▶ Podany fragment:
_____
-
heh... uczelnia mnie wykończy psychicznie - a raczej myśl, jak wielkie mam zaległości i jak mało czasu, by je nadrobić... zgroza...
z dietą różnie - bilans cały czas ujemny - tylko, że raz lepiej, raz gorzej :/
przez uczelnię nie mam nawet czasu tu za często zaglądać - mam nadzieję, że niedługo to się zmieni :/
no i że wreszcie się zrobi ciepło, bo tak bardzo chcę już iść na rowerek
-
Ech, ta uczelnia.....
To na studiach utyłam kolejne 9 kg....bo ciągle na uczelni, nie robiłam sobie żądnych zrowych kanapek, tylko kupowałam w uczelnianym bufecie buły z srem żółtym i majonezem, pączki, zapiekanki....szkoda gadać.
Teraz przesiaduje na niej mniej...i zaczełam zabierać ze sobą z domu zdrowe przegryzki.
-
Bes uczelnia teraz najważniejsza, a zaległości i tu kiedyś nadrobisz
-
Podpisuję się pod tym, co napisała ninka. Bez bierz się za to, co najważniejsze, forum poczeka.
-
chyba macie rację dziewczyny... szczególnie, że zostało ledwie 5 tygodni do sesji, a ja wciąż nie mam zaliczonej poprzedniej ;(
-
Oj Bes, trzymaj się z tą nauką, może chcesz takiego malutkiego wirtualnego kopniaka do nauki od nas - mnie by tez się przydał, jakaś zaraza z tą niemocą uczenia się zapanowała, już chyba w piątym pamiętniku to dziś czytam. Ja powinnam pisać pracę licencjacką, muszę mieć całą do bo ja wiem, może połowy maja, a mam niecałe 3 rozdziały . Tragedia poprostu .
_____
▶ Wybrane dane:
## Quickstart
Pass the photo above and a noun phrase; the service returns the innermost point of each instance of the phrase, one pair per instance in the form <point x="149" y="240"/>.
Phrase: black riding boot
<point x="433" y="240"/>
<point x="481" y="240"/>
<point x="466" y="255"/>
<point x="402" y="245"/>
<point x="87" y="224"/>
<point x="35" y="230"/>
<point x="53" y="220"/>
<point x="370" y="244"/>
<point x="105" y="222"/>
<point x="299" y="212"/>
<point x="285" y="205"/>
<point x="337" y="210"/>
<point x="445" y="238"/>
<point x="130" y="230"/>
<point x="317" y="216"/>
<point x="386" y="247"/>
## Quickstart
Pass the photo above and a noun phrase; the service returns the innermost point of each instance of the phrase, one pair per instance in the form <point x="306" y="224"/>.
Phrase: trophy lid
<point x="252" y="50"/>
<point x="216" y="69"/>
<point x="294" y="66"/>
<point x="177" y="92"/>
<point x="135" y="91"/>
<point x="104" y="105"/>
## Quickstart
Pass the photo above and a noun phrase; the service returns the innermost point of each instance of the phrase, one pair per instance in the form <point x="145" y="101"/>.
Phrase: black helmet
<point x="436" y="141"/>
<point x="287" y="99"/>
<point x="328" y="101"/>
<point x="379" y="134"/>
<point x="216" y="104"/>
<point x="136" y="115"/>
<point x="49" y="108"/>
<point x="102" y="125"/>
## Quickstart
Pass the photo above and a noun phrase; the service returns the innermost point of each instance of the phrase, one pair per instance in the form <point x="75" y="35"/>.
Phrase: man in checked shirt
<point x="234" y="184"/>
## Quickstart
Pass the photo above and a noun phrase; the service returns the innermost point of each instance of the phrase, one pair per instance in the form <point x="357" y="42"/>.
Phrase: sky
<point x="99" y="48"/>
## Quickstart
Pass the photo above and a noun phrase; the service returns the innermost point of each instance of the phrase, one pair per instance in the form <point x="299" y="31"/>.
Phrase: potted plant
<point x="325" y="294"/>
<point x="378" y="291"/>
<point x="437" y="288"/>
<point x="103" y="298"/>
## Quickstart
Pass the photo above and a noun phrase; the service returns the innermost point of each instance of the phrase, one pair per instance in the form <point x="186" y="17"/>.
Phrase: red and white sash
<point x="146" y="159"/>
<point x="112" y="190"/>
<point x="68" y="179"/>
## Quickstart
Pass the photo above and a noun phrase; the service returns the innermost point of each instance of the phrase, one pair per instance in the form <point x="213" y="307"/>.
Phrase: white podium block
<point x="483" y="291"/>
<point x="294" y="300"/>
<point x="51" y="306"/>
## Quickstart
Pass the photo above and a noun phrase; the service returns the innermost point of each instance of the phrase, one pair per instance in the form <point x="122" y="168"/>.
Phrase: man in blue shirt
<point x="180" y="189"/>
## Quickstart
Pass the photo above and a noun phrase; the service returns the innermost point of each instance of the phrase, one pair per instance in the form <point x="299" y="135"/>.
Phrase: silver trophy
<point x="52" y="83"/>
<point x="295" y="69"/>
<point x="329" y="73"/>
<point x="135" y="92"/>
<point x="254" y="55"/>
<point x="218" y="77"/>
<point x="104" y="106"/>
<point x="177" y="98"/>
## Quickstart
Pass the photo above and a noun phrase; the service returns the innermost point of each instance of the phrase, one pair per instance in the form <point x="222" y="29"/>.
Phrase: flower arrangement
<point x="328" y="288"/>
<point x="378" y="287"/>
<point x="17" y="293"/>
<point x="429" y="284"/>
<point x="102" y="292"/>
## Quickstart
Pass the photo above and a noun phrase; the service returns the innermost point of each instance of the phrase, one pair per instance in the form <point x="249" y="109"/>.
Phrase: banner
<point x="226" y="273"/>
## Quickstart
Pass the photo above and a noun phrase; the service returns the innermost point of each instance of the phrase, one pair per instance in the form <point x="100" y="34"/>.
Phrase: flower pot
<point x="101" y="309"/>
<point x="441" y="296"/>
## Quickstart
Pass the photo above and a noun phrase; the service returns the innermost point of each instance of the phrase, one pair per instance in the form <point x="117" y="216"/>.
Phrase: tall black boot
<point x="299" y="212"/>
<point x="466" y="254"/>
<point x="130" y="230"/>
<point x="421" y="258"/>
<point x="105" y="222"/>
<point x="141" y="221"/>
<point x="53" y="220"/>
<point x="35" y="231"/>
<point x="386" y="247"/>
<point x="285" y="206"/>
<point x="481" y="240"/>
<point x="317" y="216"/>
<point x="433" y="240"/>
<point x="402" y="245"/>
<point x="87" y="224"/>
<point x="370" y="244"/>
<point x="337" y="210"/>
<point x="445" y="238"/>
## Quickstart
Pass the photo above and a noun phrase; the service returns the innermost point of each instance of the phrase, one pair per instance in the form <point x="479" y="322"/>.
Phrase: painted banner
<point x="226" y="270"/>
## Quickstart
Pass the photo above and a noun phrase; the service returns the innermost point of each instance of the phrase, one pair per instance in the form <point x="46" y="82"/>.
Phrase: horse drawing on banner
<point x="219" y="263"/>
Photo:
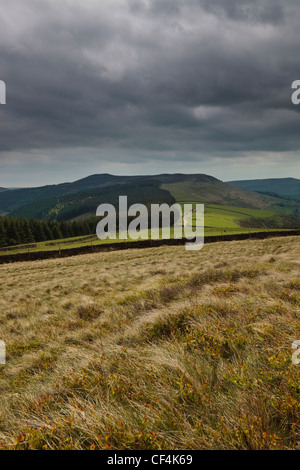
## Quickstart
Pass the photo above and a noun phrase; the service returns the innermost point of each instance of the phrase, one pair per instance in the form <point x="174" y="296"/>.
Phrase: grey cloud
<point x="149" y="76"/>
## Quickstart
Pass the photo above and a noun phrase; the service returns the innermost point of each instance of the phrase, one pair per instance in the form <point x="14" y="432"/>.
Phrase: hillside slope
<point x="81" y="198"/>
<point x="284" y="187"/>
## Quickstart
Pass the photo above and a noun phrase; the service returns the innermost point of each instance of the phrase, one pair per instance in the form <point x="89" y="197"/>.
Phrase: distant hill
<point x="80" y="199"/>
<point x="284" y="187"/>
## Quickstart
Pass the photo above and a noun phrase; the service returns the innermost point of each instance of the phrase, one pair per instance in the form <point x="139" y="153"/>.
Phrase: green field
<point x="219" y="220"/>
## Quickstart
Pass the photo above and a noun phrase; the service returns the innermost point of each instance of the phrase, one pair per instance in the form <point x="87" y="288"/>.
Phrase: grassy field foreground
<point x="159" y="348"/>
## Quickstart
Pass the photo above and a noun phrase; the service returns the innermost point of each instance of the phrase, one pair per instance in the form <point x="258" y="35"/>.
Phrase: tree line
<point x="16" y="231"/>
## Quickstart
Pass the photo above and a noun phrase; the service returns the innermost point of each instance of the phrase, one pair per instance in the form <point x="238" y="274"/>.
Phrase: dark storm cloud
<point x="194" y="76"/>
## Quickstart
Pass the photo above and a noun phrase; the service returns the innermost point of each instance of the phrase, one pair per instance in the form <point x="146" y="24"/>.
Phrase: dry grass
<point x="153" y="349"/>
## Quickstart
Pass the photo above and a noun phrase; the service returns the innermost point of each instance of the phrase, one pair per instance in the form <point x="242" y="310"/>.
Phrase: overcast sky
<point x="148" y="86"/>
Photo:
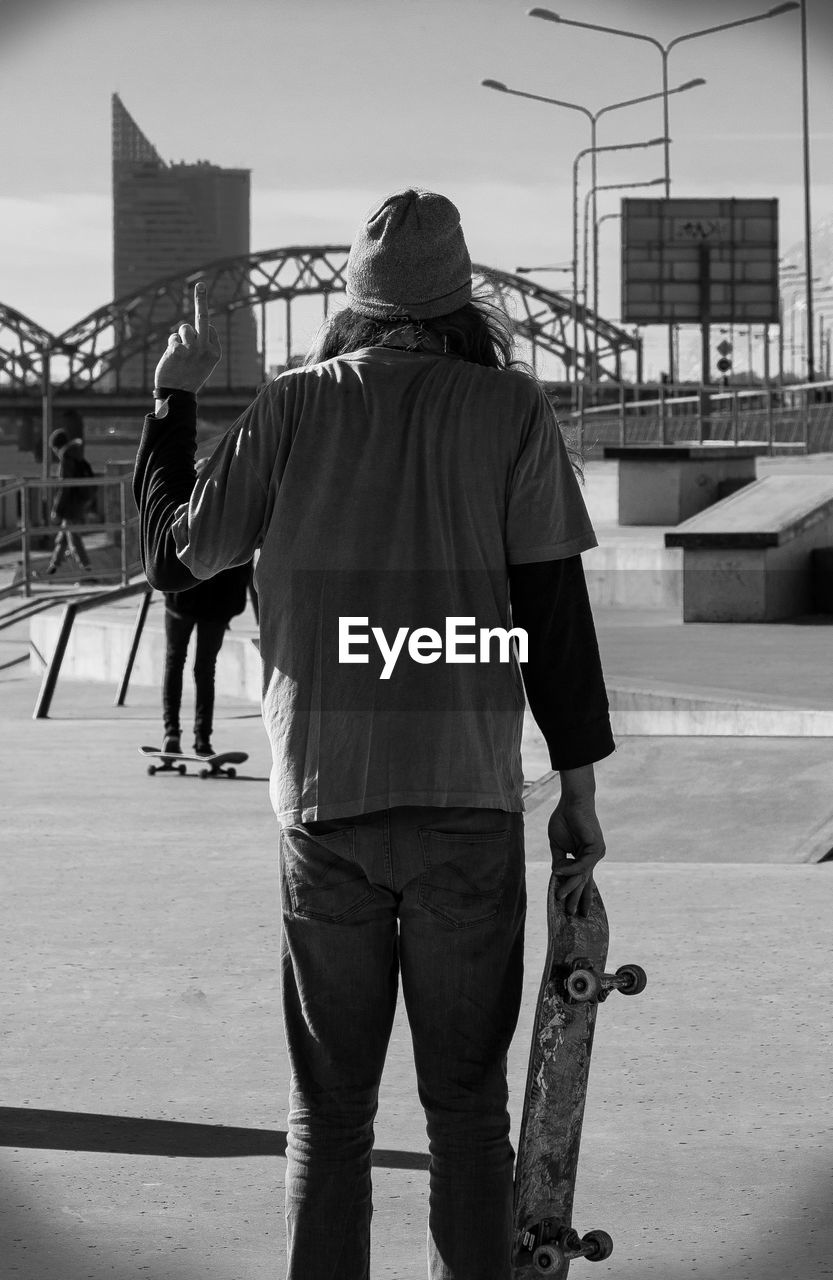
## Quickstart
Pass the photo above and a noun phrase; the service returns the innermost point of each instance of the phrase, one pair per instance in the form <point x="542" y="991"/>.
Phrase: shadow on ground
<point x="136" y="1136"/>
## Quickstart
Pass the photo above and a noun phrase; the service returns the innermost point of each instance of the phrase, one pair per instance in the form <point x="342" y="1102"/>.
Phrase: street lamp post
<point x="591" y="195"/>
<point x="593" y="117"/>
<point x="664" y="50"/>
<point x="808" y="227"/>
<point x="617" y="146"/>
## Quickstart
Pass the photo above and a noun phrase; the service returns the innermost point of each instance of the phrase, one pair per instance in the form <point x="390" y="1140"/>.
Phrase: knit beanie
<point x="410" y="259"/>
<point x="58" y="439"/>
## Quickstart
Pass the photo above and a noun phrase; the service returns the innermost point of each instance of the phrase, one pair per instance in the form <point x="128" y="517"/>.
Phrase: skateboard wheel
<point x="547" y="1258"/>
<point x="602" y="1246"/>
<point x="636" y="979"/>
<point x="582" y="984"/>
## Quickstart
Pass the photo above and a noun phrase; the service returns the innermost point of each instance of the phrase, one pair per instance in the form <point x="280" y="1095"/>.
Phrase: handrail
<point x="32" y="522"/>
<point x="71" y="612"/>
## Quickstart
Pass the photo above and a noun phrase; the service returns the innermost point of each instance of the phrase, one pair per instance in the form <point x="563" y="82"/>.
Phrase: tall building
<point x="175" y="218"/>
_____
▶ Wymagania zadania: Ile tygodni zostało do sesji według podanego fragmentu? Wpisy nie mają żadnego związku z podanym fragmentem.

▶ Odpowiedź poniżej: Do sesji zostało ledwie 5 tygodni.